Excerpt to read:
########

12 Tips to Prevent Foreclosure 

12 Tips to Prevent Foreclosure 

Finding yourself at the potential risk of a foreclosure is an incredibly unpleasant experience. A lot of people buy a home and, whether due to the current economic climate, a change in circumstances, or because of a financial emergency, they find themselves unable to keep up with their home payments. It’s only a matter of time before someone comes knocking, trying to take your home away from you and leave you with nothing. It’s not unreasonable to be scared of what the future might hold. 

However, foreclosure can be avoided, and it can be prevented, even if your current situation seems hopeless. There’s a good chance you haven’t explored all the options available to you. For that reason, GM Home has put together twelve tips that can help you avoid a foreclosure. 

Don’t Ignore the Problem 

When you start falling behind in payments because of a new financial problem, the worst thing you can do is procrastinate. Don’t pretend it’s not happening if the lender isn’t getting in contact with you; rest assured they already know. Traditional lenders like banks process late or missing mortgage payments more slowly and often by mail, but just because you’re not getting angry phone calls doesn’t mean you’re off the hook. 

If you receive any mail from your lender, make sure you open it even if you dread what it might say inside. Many sub-prime lenders will send out letters offering assistance to their customers if they have reason to believe they have an issue with the current payment plan. If you neglect to open those letters, the next ones might contain a notice of legal action that you have to be aware of. You don’t want any foreclosure court measures being taken without your awareness. 

Look at Your Loan Documents 

The process of what happens when you miss your mortgage payments, what actions the lender will take, and what options are available to you, are likely to be stated in your mortgage loan documents. You should also be aware of your rights by getting in contact with the State Government Housing Office. There are specific foreclosure laws and timeframes that both parties need to follow. If your lender is, for instance, speeding up the foreclosure process without offering the prevention options that they are supposed to provide you with, you might be able to get legal help in stalling the process and then getting access to those options.   

Start Negotiating Early 

The majority of lenders want you to be able to pay off your mortgage safely and reliably. They don’t want to deal with foreclosure costs they can incur, nor do they necessarily want to chase you for the money. However, your ability to negotiate with them dwindles the more your credit rating suffers. There are more foreclosure prevention programs available to those who don’t yet have credit issues, too. As soon as you recognize a problem that you will have trouble recovering from without assistance, you should get in touch with the mortgage company. 

Ask About Forbearance Plans 

One of the foreclosure prevention programs more readily available to those who get in touch with the bank earlier, rather than later, is a forbearance plan. These plans are suitable for people who are having temporary financial trouble and can’t afford to make a one-time reinstatement payment. It’s a plan that suspends the foreclosure process and allows you to pay the missed amount over a longer period of time. Once the twelve repayments in the forbearance plan are all made, the mortgage goes back to normal.

########

Stored dataset rows:
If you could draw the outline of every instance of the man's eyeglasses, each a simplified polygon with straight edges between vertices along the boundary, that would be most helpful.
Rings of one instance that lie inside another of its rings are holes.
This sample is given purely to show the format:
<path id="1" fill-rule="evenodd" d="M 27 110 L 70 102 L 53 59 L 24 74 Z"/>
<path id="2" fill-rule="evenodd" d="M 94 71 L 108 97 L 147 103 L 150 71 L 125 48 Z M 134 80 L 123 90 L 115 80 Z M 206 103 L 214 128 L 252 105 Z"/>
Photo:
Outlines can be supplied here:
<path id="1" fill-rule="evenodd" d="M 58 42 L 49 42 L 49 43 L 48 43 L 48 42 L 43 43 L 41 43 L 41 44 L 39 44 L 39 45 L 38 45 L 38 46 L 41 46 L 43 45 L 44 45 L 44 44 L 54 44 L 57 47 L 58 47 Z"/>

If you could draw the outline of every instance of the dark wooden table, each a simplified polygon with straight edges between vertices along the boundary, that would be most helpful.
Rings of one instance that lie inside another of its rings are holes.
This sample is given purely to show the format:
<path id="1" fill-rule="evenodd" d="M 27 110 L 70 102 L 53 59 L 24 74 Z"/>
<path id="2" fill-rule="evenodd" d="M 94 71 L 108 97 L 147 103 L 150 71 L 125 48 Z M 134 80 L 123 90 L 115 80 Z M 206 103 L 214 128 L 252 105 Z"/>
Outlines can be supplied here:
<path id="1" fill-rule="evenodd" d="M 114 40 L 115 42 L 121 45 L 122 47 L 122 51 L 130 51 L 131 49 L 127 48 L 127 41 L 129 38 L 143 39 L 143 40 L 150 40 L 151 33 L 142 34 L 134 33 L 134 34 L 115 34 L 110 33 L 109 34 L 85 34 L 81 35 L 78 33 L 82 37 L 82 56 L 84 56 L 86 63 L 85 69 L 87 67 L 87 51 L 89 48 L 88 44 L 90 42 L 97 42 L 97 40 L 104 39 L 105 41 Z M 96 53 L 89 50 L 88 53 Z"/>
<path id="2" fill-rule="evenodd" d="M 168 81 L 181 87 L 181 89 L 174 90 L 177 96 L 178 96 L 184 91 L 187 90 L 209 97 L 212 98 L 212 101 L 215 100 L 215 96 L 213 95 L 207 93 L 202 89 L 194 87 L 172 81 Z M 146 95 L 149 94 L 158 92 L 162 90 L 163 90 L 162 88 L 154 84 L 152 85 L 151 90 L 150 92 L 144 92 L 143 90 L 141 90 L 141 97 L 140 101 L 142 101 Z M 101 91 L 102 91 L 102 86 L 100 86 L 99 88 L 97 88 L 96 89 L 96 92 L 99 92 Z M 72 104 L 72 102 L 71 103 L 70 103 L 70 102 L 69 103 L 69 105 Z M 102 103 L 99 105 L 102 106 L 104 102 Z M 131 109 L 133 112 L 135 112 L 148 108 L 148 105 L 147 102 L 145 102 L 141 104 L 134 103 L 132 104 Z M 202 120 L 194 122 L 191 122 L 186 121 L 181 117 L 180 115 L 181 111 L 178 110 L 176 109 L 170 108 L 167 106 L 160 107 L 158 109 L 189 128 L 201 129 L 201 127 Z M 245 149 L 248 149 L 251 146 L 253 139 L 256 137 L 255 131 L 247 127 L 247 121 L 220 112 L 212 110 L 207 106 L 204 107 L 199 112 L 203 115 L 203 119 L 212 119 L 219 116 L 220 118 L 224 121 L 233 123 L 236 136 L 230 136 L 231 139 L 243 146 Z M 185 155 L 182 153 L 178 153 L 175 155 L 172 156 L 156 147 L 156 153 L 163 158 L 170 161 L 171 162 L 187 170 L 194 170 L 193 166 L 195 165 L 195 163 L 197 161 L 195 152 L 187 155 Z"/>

########

Requests:
[1] How would you translate this sentence from the foreclosure tips article into Spanish: "The majority of lenders want you to be able to pay off your mortgage safely and reliably."?
[2] Answer these questions about the foreclosure tips article:
(a) Which office does it suggest contacting to learn your rights?
(b) What do many sub-prime lenders send to customers they believe have an issue with the current payment plan?
(c) After how many repayments in a forbearance plan does the mortgage go back to normal?
[3] Could you write the next part of the foreclosure tips article, starting after its last sentence?

Answers provided:
[1] La mayoría de los prestamistas quieren que usted pueda pagar su hipoteca de forma segura y confiable.

[2]
(a) The State Government Housing Office.
(b) Letters offering assistance.
(c) Twelve.

[3]
Refinance Sensibly 

Refinancing is a good solution for those who still have their income, have some equity in the home, and still have a good credit situation. Simply put, it’s a new loan to replace the old one. It starts with a temporary reduction in payments, but it should be worth noting that those payments tend to increase after a certain amount of time. It’s not a short-term solution. If you are having issues with your finances that mean you are unlikely to meet your mortgage payments in the future, refinancing may simply end up putting you back in the foreclosure process. You need to be sensible and realistic about whether you should refinance.   

You should also be aware of potentially predatory lenders who might take advantage of people at risk of foreclosure. You do not want to end up in unaffordable loans that you don’t fully understand.   

Consider Loan Modifications or Reinstatement 

You may have already solved the initial problem that led you to miss your mortgage repayments. If so, a reinstatement might be the most painless way to prevent foreclosure. This is the act of simply bringing the loan current. With a mortgage loan reinstatement, you have to repay all the missed payments, as well as the late fees and legal fees due up to the date that the loan is reinstated. Provided you can do that, you won’t suffer any damage to your credit and your mortgage will continue to play out as normal. If you have the cash to do this, send out a reinstatement letter so your lender can inform you as to how much, exactly, you need to repay. 

If you can afford your mortgage payments, or something very close to it, then you might be able to negotiate a loan modification. This is somewhat like refinancing, except it modifies the terms of the original loan instead of opening a new one. If the lender is open to this option, you must send proof of income and expenses so they can figure out new terms that will allow you to pay reliably. 

Don’t Fall for Foreclosure Prevention Companies Or Quick Rescue Scams 

There are a lot of for-profit foreclosure prevention companies that will provide you with help that you don’t necessarily need. Some of these companies will offer to negotiate with your lender on your behalf, which is something you can just as easily do yourself. Doing it yourself often takes less time, too. The money you spend on these negotiators would be better spent on getting current with your payments.   

Foreclosure prevention companies are a legitimate but unnecessary business. Any firms offering immediate prevention or suspension of your foreclosure, however, should be scrutinized closely. If they ask you to sign a document that appoints them to act on your behalf, you could end up signing away much more than you expect to. You may very well end up signing a document that allows you to keep living in your home but increases your monthly payments while allowing the firm to continue receiving a big cut in the process.   

See If Special Assistance Can Help You 

There are, however, other organizations and state assistance programs that can more reliably offer you advice, as well as some real financial assistance. For instance, if you want to know about negotiating a loan or your foreclosure prevention options, get in touch with your local US Department of Housing and Urban Development (HUD) office instead of a foreclosure prevention company. They have counselors that are experienced in providing essential advice. Similarly, the online Housing Crisis Resource Center and Neighbor Works America both help you find honest foreclosure prevention counselors.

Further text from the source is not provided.